PER CURIAM.
¶ 1 Jacki L. Rickerman appeals a judgment of conviction for first-degree reckless homicide by delivery of a controlled substance. Rickerman contends that she is entitled to a new trial because, Rickerman asserts, the circuit court erred by: (1) prohibiting Rickerman from cross-examining a States witness regarding use immunity granted to the witness as to his testimony; and (2) admitting other acts evidence of Rickermans prior possession and sale of heroin. For the reasons set forth below, we reject these contentions and affirm.
¶ 2 Rickerman was charged with first-degree reckless homicide for the overdose death of Jacqueline Neubauer. The State alleged that Rickerman sold the heroin that caused Neubauers overdose to Kelly Braun, who then gave the heroin to Neubauer. At trial, Braun testified that he purchased the heroin from Rickerman and gave it to Neubauer. Rickerman cross-examined Braun as to his criminal history, history of drug use, prior dishonesty to authorities in connection with this case, cooperation with authorities to obtain a more favorable outcome for himself, and knowledge that testifying consistently with his prior statements would help avoid a perjury charge. However, the court prohibited Rickerman from cross-examining Braun as to the use immunity he was granted in connection with his testimony at Rickermans trial. The court determined that the immunity evidence was not relevant because Braun had already been convicted and sentenced for his involvement in this case at the time of Rickermans trial, and thus, the court reasoned, the immunity provided no benefit to Braun.

▸ GIVEN INSTRUCTION 1
According to the court opinion, who testified at trial that he bought the heroin from Rickerman and gave it to Neubauer?
The records that follow are unrelated to the court opinion.

▸ RECORDS TO USE
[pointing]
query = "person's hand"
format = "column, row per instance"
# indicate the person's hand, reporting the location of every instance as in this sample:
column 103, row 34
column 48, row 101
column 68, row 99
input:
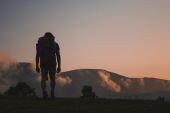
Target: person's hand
column 58, row 69
column 37, row 69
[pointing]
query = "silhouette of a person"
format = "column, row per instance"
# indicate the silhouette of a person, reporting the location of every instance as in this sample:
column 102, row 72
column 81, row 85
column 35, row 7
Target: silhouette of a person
column 47, row 50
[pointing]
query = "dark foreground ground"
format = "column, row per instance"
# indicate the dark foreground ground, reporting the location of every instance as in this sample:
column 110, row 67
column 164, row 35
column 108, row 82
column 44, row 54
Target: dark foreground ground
column 79, row 105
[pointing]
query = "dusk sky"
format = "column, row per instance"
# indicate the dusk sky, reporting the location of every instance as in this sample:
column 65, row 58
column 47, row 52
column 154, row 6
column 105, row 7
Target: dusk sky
column 129, row 37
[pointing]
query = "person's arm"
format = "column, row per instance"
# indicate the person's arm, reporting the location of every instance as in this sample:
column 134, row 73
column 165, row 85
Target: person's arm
column 37, row 59
column 58, row 58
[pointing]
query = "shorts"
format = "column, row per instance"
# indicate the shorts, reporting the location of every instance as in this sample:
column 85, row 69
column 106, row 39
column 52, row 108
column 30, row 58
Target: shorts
column 48, row 71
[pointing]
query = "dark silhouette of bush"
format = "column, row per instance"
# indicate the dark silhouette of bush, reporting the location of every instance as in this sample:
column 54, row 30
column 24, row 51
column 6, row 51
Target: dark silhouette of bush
column 21, row 90
column 87, row 91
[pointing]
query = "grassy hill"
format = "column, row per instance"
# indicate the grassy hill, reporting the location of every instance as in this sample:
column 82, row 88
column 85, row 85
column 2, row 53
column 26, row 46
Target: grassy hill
column 80, row 105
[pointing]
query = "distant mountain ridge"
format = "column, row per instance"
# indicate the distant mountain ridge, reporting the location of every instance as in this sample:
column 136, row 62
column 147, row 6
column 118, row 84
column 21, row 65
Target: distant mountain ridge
column 105, row 84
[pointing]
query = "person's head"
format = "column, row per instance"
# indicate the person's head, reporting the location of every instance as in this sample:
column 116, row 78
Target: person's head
column 49, row 35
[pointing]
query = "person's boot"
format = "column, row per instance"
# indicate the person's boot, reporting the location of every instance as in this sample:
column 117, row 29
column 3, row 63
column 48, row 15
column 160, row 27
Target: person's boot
column 45, row 95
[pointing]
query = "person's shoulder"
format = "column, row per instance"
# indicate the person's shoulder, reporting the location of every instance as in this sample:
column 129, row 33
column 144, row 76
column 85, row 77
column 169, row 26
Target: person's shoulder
column 57, row 45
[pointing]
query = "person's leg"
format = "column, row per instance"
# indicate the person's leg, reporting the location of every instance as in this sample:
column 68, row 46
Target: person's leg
column 44, row 76
column 52, row 73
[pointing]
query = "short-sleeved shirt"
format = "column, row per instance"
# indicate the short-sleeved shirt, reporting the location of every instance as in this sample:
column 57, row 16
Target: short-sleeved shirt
column 47, row 52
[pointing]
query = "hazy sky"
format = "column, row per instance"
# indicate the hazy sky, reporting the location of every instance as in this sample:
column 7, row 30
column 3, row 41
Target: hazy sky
column 129, row 37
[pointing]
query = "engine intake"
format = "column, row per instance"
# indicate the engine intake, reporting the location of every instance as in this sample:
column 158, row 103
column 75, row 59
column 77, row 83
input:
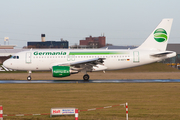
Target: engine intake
column 62, row 71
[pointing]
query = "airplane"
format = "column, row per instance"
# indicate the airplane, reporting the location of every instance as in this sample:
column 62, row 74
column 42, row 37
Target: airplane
column 64, row 62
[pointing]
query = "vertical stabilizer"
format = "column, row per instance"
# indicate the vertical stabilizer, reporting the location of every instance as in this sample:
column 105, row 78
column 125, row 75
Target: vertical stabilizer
column 158, row 39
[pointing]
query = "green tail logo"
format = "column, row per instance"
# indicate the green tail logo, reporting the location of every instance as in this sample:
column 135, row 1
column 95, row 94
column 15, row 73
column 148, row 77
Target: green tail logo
column 160, row 35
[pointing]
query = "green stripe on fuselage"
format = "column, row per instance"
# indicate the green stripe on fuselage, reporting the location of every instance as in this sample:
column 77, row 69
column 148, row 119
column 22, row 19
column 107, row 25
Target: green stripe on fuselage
column 97, row 53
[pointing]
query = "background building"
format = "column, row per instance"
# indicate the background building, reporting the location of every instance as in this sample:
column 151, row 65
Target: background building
column 48, row 44
column 94, row 42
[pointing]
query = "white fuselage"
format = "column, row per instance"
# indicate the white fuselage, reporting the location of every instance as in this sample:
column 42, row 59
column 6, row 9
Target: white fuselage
column 41, row 60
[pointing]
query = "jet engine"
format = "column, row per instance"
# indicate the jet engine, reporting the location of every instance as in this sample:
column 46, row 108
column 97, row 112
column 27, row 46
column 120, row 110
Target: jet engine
column 62, row 71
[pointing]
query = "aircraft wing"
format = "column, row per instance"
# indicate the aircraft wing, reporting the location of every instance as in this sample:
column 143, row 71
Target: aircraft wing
column 85, row 65
column 161, row 54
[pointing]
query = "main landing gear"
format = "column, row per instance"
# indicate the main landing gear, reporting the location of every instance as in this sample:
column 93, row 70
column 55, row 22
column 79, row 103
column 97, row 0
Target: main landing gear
column 29, row 76
column 86, row 77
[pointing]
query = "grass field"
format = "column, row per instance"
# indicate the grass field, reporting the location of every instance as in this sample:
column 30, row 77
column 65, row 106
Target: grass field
column 147, row 101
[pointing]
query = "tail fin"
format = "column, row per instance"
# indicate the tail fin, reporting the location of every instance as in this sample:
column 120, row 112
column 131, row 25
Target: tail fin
column 158, row 39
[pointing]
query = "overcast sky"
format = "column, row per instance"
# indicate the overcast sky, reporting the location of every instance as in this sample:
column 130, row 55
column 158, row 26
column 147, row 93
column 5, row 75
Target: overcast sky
column 123, row 22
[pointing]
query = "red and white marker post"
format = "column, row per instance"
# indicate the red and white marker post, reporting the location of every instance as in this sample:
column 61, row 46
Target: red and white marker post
column 76, row 114
column 126, row 111
column 1, row 112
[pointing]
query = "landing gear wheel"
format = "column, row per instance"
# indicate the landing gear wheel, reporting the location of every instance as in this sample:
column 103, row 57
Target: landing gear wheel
column 86, row 77
column 29, row 78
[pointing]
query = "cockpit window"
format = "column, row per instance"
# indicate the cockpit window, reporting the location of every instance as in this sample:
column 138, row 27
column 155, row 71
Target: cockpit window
column 15, row 57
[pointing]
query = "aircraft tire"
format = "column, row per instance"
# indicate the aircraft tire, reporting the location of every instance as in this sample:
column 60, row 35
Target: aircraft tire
column 29, row 78
column 86, row 77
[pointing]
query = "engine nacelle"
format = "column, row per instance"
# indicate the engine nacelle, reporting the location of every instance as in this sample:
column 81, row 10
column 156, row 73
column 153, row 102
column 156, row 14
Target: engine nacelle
column 62, row 71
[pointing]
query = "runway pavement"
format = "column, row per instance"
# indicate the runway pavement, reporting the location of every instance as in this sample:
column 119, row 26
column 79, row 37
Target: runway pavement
column 90, row 81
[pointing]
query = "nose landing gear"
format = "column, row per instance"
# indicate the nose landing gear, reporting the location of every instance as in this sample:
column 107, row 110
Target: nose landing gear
column 86, row 77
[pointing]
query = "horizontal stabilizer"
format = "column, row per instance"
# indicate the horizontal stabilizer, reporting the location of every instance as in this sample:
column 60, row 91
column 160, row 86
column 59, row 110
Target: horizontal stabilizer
column 162, row 54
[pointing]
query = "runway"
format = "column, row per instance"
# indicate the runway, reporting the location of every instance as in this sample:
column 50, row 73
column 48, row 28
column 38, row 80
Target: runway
column 90, row 81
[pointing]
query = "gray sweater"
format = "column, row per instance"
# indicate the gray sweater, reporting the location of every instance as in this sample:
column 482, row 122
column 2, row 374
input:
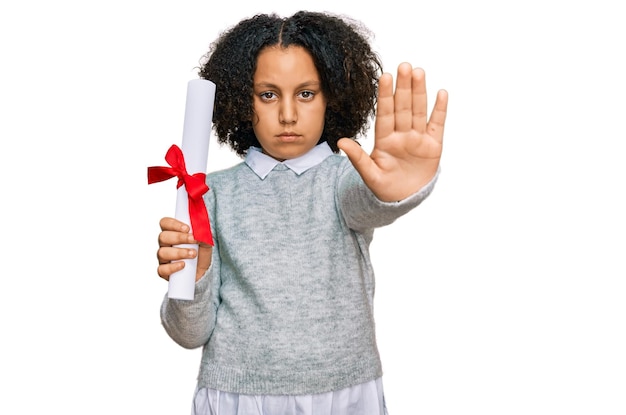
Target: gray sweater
column 287, row 304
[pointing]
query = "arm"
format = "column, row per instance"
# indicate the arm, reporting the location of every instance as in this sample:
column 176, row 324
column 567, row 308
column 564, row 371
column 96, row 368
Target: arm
column 407, row 146
column 188, row 323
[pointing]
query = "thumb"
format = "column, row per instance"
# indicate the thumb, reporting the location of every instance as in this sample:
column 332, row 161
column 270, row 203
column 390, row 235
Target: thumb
column 358, row 157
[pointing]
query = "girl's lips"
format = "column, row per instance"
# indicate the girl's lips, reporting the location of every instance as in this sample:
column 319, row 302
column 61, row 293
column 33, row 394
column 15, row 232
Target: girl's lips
column 288, row 137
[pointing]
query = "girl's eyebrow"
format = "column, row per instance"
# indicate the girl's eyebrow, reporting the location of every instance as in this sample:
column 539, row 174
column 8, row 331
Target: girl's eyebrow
column 274, row 86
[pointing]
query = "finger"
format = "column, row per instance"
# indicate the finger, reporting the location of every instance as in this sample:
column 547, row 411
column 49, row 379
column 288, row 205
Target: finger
column 204, row 260
column 438, row 116
column 402, row 99
column 420, row 105
column 361, row 161
column 165, row 255
column 170, row 238
column 384, row 107
column 172, row 224
column 165, row 270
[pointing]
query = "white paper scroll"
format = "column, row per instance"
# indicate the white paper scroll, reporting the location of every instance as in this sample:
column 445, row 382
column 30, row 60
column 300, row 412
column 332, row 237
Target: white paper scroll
column 195, row 148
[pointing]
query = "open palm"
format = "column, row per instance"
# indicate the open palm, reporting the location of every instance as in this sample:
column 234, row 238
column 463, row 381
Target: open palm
column 407, row 144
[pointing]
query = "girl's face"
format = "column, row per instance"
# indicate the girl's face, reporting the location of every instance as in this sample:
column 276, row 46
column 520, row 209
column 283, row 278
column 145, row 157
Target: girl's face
column 288, row 103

▸ GIVEN INSTRUCTION 2
Write out the records from their first line through the line holding "column 37, row 69", inclusive, and omit the pictures.

▸ FINISHED ANSWER 1
Kelly Braun

▸ FINISHED ANSWER 2
[pointing]
query = "person's hand"
format = "column, row per instance"
# indicate the person's hand, reporting the location of every instance as in this sample:
column 103, row 34
column 48, row 101
column 68, row 99
input:
Target: person's hand
column 58, row 69
column 37, row 69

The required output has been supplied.